# Directions for this task:
With the pictures omitted, please transcribe exactly the lines beginning at the one that contains "If you could tag the blurred background" and ending with the last line of the records below.

# The records:
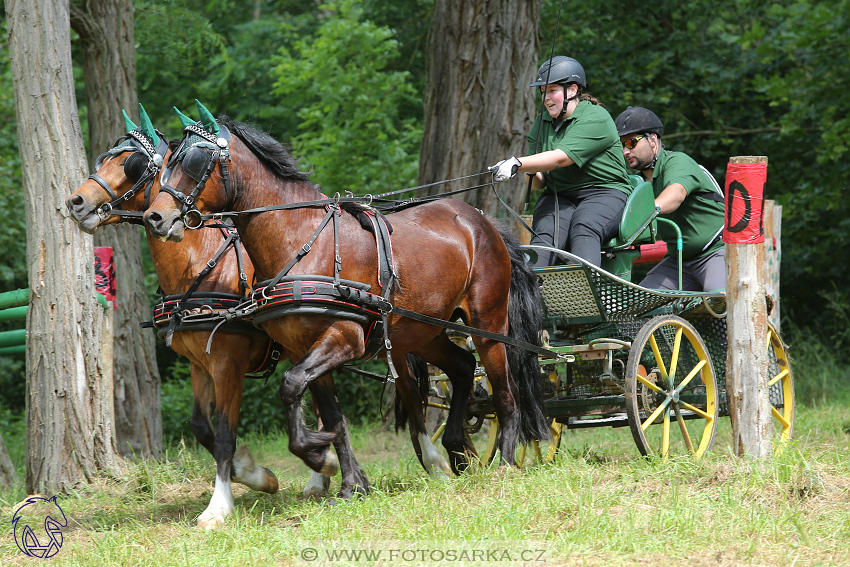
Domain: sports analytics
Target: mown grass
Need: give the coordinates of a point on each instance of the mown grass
(599, 504)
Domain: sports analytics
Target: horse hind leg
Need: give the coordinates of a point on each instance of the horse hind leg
(459, 365)
(434, 463)
(353, 481)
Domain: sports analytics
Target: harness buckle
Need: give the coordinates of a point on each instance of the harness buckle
(104, 211)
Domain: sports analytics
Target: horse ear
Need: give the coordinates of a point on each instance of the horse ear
(128, 124)
(207, 119)
(146, 125)
(184, 120)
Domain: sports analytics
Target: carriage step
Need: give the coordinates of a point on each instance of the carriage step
(619, 420)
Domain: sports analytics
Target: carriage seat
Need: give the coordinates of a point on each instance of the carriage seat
(638, 226)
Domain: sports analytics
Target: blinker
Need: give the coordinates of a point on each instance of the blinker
(196, 162)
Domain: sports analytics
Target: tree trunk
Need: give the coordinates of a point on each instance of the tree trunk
(105, 28)
(482, 55)
(7, 469)
(70, 428)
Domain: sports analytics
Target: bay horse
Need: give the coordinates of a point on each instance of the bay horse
(124, 183)
(449, 259)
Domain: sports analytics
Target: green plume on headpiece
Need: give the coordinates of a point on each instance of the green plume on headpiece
(207, 119)
(185, 120)
(146, 126)
(128, 124)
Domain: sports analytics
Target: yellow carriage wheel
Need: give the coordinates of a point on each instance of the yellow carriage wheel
(671, 390)
(780, 389)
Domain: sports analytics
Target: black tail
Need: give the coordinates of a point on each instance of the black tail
(419, 369)
(525, 321)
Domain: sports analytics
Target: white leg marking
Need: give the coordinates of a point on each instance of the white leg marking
(317, 486)
(247, 472)
(221, 506)
(436, 465)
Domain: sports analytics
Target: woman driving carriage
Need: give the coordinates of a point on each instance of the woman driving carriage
(575, 155)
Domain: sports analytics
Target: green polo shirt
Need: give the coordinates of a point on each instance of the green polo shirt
(589, 137)
(700, 218)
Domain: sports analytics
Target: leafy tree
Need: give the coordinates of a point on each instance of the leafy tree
(348, 104)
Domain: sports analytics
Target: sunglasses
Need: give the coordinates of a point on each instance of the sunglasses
(632, 142)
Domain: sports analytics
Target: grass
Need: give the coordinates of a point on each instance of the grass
(598, 504)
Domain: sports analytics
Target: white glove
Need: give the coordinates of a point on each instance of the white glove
(505, 169)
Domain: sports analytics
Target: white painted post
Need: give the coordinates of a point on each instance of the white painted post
(747, 358)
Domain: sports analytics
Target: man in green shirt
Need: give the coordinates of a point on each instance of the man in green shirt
(686, 193)
(574, 154)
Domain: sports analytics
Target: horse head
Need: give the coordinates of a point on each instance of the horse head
(123, 179)
(190, 168)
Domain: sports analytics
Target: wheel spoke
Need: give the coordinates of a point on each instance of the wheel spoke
(778, 377)
(651, 419)
(674, 358)
(691, 375)
(781, 418)
(696, 410)
(684, 429)
(649, 384)
(658, 360)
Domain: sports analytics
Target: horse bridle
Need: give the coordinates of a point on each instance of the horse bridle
(141, 168)
(198, 164)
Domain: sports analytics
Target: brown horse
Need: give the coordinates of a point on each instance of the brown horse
(126, 179)
(450, 262)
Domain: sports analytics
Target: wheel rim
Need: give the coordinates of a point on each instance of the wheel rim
(780, 390)
(671, 392)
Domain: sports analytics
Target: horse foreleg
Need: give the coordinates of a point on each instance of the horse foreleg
(434, 463)
(353, 481)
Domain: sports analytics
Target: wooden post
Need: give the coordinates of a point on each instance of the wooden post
(747, 358)
(521, 232)
(773, 257)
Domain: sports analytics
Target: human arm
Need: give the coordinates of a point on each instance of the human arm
(543, 161)
(671, 197)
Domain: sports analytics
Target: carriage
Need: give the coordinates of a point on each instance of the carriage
(649, 359)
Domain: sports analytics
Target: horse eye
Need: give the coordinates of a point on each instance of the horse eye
(135, 166)
(195, 163)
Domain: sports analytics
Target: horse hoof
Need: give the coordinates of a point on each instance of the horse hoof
(211, 522)
(331, 465)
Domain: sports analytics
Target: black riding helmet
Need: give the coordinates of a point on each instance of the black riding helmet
(638, 119)
(564, 70)
(560, 70)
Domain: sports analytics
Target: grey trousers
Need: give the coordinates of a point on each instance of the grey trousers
(586, 219)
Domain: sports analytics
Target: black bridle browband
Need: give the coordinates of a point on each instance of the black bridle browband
(154, 155)
(220, 154)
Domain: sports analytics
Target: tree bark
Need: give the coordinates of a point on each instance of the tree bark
(105, 28)
(70, 428)
(7, 469)
(482, 55)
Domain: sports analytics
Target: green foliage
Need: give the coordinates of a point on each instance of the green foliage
(350, 128)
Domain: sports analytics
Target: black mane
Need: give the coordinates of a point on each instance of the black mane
(274, 155)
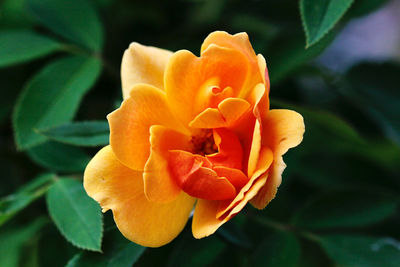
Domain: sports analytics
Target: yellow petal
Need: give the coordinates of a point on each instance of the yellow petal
(143, 64)
(282, 130)
(129, 125)
(120, 189)
(159, 185)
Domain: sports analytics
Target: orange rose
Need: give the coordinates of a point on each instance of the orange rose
(191, 131)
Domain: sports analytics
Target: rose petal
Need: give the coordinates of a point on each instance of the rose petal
(129, 125)
(196, 180)
(120, 189)
(143, 64)
(241, 43)
(230, 152)
(285, 129)
(187, 78)
(236, 177)
(159, 185)
(210, 215)
(228, 112)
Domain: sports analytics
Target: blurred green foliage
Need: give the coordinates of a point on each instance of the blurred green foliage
(59, 60)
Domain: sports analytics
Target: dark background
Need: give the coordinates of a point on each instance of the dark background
(338, 202)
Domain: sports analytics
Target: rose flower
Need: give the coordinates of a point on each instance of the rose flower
(192, 133)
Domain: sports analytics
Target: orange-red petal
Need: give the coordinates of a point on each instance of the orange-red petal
(210, 215)
(196, 180)
(230, 152)
(283, 129)
(120, 189)
(159, 185)
(228, 112)
(239, 42)
(187, 78)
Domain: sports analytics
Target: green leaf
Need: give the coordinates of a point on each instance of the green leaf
(52, 97)
(374, 88)
(286, 54)
(233, 234)
(76, 215)
(361, 251)
(362, 8)
(319, 17)
(75, 20)
(84, 133)
(12, 204)
(13, 240)
(199, 253)
(327, 121)
(124, 256)
(59, 157)
(279, 249)
(345, 209)
(18, 46)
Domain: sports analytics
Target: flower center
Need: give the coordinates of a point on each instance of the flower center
(203, 143)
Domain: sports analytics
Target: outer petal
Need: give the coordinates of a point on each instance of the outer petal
(283, 129)
(129, 125)
(120, 189)
(143, 64)
(159, 185)
(188, 78)
(239, 41)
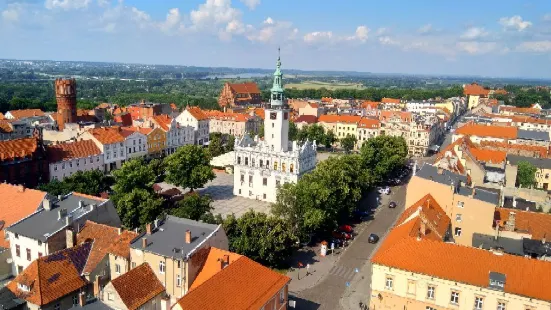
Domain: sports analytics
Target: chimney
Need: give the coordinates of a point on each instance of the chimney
(511, 222)
(70, 237)
(188, 236)
(82, 299)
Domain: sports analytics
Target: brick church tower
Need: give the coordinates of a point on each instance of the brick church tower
(66, 96)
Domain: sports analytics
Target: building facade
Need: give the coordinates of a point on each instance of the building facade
(260, 167)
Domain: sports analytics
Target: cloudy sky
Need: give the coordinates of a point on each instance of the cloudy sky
(509, 38)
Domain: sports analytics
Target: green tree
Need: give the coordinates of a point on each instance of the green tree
(383, 155)
(526, 174)
(265, 239)
(134, 174)
(138, 207)
(348, 142)
(189, 167)
(193, 206)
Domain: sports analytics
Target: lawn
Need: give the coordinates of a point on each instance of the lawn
(326, 85)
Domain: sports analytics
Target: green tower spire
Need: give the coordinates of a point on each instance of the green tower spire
(277, 97)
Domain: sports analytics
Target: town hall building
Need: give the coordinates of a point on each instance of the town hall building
(261, 166)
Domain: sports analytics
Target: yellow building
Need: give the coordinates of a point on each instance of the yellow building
(417, 269)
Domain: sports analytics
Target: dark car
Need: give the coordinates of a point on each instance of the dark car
(373, 238)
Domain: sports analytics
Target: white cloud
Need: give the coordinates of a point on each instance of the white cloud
(425, 29)
(67, 4)
(515, 22)
(361, 34)
(386, 40)
(535, 46)
(474, 48)
(251, 4)
(474, 33)
(318, 36)
(12, 13)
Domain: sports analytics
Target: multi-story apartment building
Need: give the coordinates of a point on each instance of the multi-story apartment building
(176, 134)
(23, 161)
(253, 285)
(18, 203)
(45, 231)
(436, 274)
(175, 249)
(199, 121)
(236, 124)
(67, 158)
(111, 143)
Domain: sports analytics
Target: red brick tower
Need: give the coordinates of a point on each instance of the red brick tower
(66, 96)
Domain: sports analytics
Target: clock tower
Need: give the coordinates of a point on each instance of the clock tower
(276, 116)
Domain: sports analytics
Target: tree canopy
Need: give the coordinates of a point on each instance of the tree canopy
(189, 167)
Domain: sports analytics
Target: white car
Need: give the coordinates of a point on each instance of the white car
(384, 190)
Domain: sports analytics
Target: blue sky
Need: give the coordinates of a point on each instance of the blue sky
(488, 38)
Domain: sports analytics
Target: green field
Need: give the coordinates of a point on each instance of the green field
(326, 85)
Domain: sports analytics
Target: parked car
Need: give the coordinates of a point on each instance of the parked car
(373, 238)
(342, 235)
(384, 190)
(346, 229)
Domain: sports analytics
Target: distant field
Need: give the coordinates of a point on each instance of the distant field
(326, 85)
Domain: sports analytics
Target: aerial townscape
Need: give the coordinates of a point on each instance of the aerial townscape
(246, 183)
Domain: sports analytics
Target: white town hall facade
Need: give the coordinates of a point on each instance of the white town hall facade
(261, 166)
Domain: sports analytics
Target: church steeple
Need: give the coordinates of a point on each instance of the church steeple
(277, 96)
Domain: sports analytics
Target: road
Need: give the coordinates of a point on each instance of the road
(328, 292)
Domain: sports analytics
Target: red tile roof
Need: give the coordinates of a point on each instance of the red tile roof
(390, 100)
(18, 202)
(308, 119)
(18, 114)
(213, 265)
(536, 224)
(524, 276)
(52, 277)
(107, 135)
(245, 88)
(138, 286)
(475, 90)
(197, 113)
(471, 129)
(233, 288)
(17, 148)
(369, 123)
(106, 240)
(71, 150)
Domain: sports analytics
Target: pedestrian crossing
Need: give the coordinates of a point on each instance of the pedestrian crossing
(343, 272)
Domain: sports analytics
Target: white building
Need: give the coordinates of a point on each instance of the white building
(111, 142)
(65, 159)
(135, 143)
(261, 166)
(198, 120)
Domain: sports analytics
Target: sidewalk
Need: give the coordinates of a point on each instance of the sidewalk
(319, 268)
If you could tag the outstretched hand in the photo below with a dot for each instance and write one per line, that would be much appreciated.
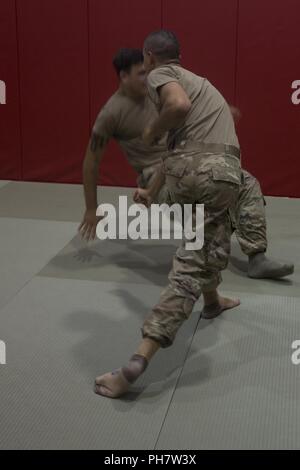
(87, 228)
(143, 196)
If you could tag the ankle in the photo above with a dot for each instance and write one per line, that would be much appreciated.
(259, 256)
(136, 366)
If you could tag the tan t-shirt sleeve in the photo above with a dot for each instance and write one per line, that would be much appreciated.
(104, 126)
(157, 78)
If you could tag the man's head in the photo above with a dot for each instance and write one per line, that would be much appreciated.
(160, 47)
(128, 64)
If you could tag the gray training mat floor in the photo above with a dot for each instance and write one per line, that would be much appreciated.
(71, 311)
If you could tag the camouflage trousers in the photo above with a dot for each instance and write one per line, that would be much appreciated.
(248, 217)
(214, 181)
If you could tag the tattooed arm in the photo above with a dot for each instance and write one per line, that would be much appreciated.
(93, 156)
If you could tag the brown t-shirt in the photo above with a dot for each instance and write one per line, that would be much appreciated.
(124, 120)
(209, 119)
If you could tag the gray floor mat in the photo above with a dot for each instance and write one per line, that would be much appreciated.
(25, 247)
(240, 390)
(59, 335)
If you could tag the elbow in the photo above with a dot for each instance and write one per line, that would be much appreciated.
(182, 107)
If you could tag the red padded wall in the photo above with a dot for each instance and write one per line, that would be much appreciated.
(268, 63)
(10, 141)
(56, 61)
(115, 24)
(206, 30)
(53, 44)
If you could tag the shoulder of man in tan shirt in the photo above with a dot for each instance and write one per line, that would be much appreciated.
(209, 119)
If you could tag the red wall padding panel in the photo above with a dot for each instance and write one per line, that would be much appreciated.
(56, 61)
(10, 141)
(206, 30)
(115, 24)
(268, 63)
(53, 44)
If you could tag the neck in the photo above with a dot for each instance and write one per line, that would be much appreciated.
(133, 96)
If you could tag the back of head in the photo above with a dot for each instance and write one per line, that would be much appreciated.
(126, 58)
(163, 44)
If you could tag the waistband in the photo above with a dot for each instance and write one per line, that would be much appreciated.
(204, 147)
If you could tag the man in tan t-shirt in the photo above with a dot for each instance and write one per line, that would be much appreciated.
(124, 118)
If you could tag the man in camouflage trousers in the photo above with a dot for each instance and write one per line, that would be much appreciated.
(202, 166)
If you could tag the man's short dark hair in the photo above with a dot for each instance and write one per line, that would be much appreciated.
(163, 44)
(126, 58)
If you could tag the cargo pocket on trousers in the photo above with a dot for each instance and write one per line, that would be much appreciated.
(220, 173)
(174, 168)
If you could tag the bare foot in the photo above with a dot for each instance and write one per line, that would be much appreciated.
(215, 309)
(116, 383)
(113, 384)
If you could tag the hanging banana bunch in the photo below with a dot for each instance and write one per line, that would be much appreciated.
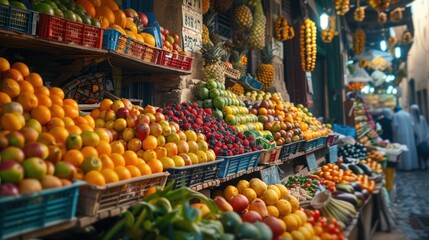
(406, 38)
(382, 17)
(308, 46)
(363, 63)
(329, 33)
(359, 41)
(342, 6)
(282, 30)
(396, 14)
(379, 5)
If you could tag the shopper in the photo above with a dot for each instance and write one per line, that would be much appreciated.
(421, 133)
(385, 121)
(403, 133)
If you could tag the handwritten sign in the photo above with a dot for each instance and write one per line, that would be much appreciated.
(191, 19)
(311, 161)
(270, 175)
(196, 5)
(192, 41)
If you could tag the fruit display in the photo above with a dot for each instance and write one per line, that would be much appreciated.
(222, 139)
(265, 70)
(282, 30)
(329, 33)
(379, 5)
(256, 201)
(342, 7)
(359, 41)
(308, 46)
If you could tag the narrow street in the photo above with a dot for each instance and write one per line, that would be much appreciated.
(410, 207)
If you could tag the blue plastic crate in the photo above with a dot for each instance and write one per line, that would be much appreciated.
(115, 41)
(25, 213)
(189, 176)
(238, 163)
(19, 20)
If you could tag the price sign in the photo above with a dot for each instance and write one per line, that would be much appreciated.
(311, 161)
(196, 5)
(192, 19)
(192, 41)
(270, 175)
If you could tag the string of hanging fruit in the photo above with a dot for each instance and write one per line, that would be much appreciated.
(308, 46)
(282, 30)
(329, 32)
(359, 39)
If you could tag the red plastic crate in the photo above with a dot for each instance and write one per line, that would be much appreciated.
(62, 30)
(175, 61)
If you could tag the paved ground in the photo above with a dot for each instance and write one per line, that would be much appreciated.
(410, 199)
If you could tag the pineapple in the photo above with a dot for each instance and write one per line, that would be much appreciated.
(206, 6)
(265, 71)
(243, 17)
(223, 5)
(237, 88)
(257, 35)
(214, 68)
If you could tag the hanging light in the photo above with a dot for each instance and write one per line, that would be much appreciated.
(397, 52)
(383, 45)
(324, 20)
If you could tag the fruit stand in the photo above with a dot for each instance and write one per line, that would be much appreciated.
(237, 161)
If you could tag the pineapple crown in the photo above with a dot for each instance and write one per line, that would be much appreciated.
(212, 53)
(267, 54)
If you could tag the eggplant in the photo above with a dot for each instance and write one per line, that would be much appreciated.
(348, 197)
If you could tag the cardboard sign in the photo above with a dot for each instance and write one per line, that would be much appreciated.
(192, 41)
(270, 175)
(311, 161)
(192, 20)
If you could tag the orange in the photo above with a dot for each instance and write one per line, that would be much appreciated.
(90, 9)
(71, 102)
(130, 158)
(55, 99)
(10, 122)
(104, 148)
(150, 142)
(27, 100)
(42, 90)
(110, 4)
(22, 68)
(135, 172)
(105, 104)
(10, 87)
(60, 134)
(155, 165)
(144, 168)
(25, 86)
(95, 178)
(57, 111)
(117, 159)
(13, 73)
(89, 151)
(4, 64)
(55, 122)
(44, 100)
(106, 161)
(35, 79)
(110, 175)
(95, 113)
(41, 114)
(74, 157)
(107, 13)
(123, 172)
(70, 111)
(57, 92)
(117, 147)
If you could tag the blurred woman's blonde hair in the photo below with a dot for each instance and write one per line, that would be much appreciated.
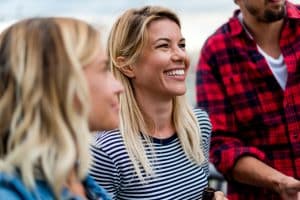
(44, 98)
(127, 40)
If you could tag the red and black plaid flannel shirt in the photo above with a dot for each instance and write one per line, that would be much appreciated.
(250, 113)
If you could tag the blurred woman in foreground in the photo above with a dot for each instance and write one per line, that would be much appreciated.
(55, 88)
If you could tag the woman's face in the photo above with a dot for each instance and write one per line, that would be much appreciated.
(104, 91)
(162, 67)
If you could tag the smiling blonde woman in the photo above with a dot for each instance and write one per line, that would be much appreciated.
(161, 148)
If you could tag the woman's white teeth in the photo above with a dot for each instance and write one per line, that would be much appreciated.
(176, 72)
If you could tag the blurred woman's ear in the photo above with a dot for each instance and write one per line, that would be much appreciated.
(126, 69)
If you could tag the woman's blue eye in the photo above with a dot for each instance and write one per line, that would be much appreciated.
(182, 45)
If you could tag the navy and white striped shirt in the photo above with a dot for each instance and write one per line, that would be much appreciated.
(176, 177)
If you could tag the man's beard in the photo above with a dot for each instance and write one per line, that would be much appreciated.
(269, 15)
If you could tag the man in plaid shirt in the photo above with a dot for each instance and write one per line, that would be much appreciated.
(248, 79)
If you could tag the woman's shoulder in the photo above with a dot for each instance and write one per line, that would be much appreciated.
(202, 116)
(108, 140)
(203, 121)
(12, 187)
(107, 137)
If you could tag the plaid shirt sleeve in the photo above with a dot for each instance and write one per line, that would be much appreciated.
(226, 144)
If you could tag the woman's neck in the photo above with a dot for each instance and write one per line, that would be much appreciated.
(157, 115)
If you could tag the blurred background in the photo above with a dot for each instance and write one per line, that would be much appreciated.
(199, 18)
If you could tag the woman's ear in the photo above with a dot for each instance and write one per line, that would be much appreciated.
(127, 70)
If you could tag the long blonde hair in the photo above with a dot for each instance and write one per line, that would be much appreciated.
(127, 39)
(44, 99)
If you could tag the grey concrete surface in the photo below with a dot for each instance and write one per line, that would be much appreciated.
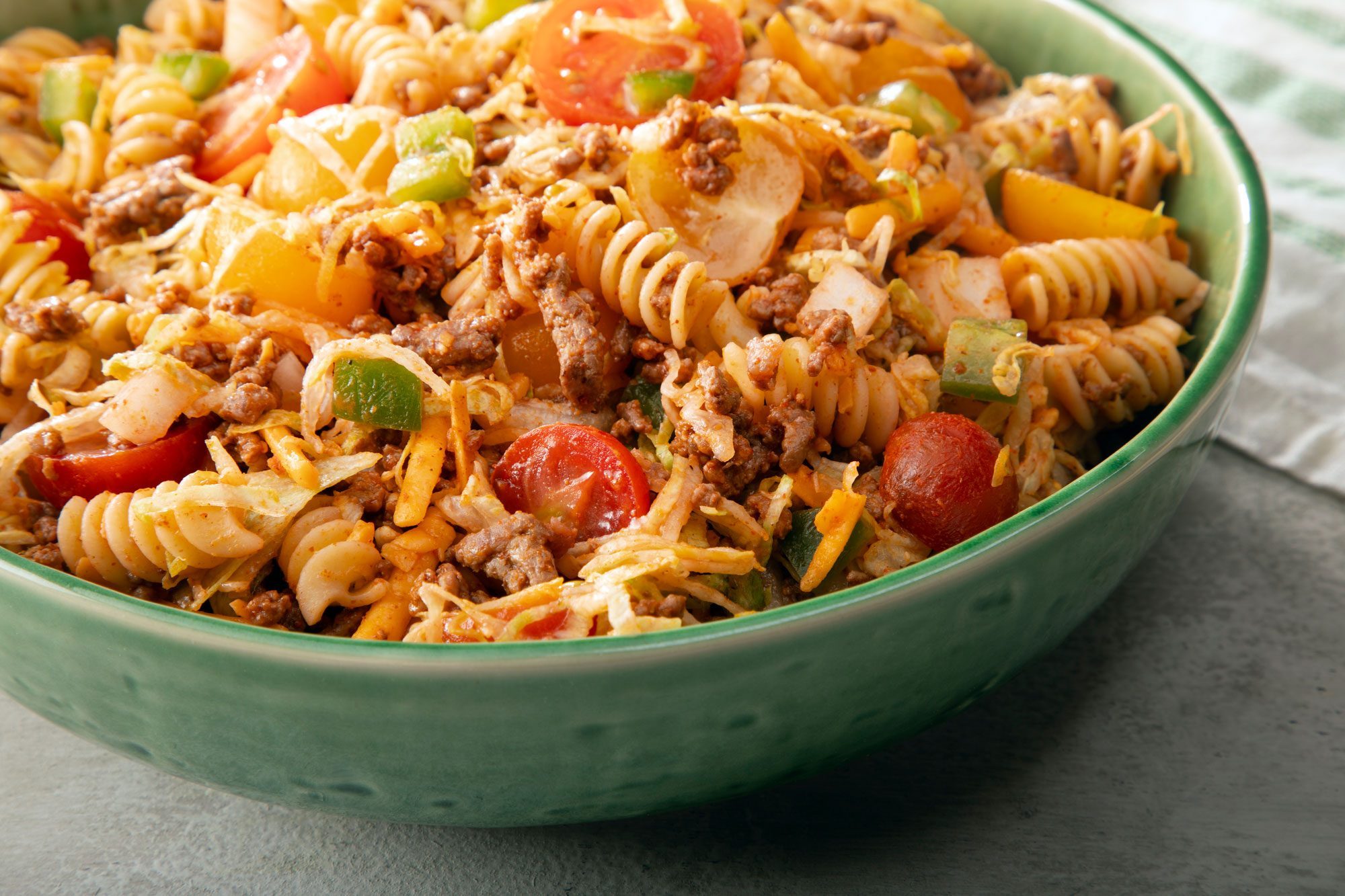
(1190, 737)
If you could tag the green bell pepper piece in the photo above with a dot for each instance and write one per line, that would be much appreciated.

# Answer to the problem:
If you could tag the blurred background in the photo above with a dot for each instance and write one per line, that would be much appreciated.
(199, 18)
If you could tag the woman's ear in the photo above with a dot for each instance and write one per line, that would be much appreciated.
(127, 70)
If you could tag the long blonde hair in the photo above with a dot for each instance and write one per line, that would be much appreciated.
(127, 39)
(44, 99)
If you could tag the grey concrete surface in the photo below with a dot for each instance and write one per line, that would be much appreciated.
(1190, 737)
If you could tag the green bell pepper piece in the photo above with a dot for each instance and write one per line, that would be much appreciated.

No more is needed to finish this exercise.